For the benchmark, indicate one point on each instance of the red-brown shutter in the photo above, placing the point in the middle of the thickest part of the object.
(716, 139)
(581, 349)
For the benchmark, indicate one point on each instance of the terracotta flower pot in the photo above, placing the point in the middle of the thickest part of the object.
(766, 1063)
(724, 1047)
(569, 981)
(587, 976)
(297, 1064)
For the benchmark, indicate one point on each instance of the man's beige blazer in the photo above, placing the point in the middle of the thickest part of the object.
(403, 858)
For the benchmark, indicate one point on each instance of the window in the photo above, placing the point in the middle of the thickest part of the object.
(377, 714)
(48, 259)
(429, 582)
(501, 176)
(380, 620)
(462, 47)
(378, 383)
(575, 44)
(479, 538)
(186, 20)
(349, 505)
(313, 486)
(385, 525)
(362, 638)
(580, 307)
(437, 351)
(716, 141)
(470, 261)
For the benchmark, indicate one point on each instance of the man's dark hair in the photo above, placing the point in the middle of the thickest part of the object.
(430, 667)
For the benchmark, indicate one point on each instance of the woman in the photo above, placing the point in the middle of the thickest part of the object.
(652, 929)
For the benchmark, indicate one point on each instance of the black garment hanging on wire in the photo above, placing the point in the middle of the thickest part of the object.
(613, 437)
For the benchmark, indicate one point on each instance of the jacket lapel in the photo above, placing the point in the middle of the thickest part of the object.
____________________
BRIEF :: Can you rewrite every line of the entries above as a Markdown table with the columns "Row" and "Text", numbering the rows and omitting blank lines?

SOLUTION TO THE EXERCISE ::
| Row | Text |
|---|---|
| 1 | For the benchmark, indicate one point on each instance of the red-brown shutter in the photo above, placing the point in the middle of the thickest part of the object. |
| 2 | (716, 139) |
| 3 | (581, 349) |
| 4 | For the benchmark, indicate one point on each instance of the terracotta flower pot in the photo above, placing the point in the middle of the thickest part of the object. |
| 5 | (766, 1063) |
| 6 | (724, 1047) |
| 7 | (569, 981) |
| 8 | (587, 976) |
| 9 | (297, 1064) |
| 10 | For the benchmark, indicate one point on each instance of the man's beige blazer in the photo above, placing the point in the middle of the thickest part of the object. |
| 11 | (403, 858) |
| 12 | For the benchmark, indicate one point on each instance of the window in the photo above, placing the point in the middle of the thickest part of the object. |
| 13 | (377, 714) |
| 14 | (48, 259) |
| 15 | (429, 582) |
| 16 | (501, 176) |
| 17 | (380, 620) |
| 18 | (462, 47) |
| 19 | (378, 383) |
| 20 | (575, 44) |
| 21 | (479, 538) |
| 22 | (186, 20) |
| 23 | (349, 505) |
| 24 | (313, 486) |
| 25 | (385, 525) |
| 26 | (362, 638) |
| 27 | (580, 307) |
| 28 | (437, 351) |
| 29 | (716, 141) |
| 30 | (470, 261) |
| 31 | For the benchmark, indicate one point on each instance of the man's dark hair in the photo above, placing the point in the middle of the thickest part of the object. |
| 32 | (430, 667) |
| 33 | For the benchmark, indicate one point on each instance of the woman in the photo above, placing the point in the middle of the thickest part of the object. |
| 34 | (652, 929) |
| 35 | For the benchmark, indicate one point on each instance of the black garment hanging on wire in the photo above, placing the point in the middle of the thickest part of the object. |
| 36 | (613, 437) |
| 37 | For the benchmark, indicate one point on each instance of the jacket lapel in the photo above, placing the point in the middle of the thickest part of the object. |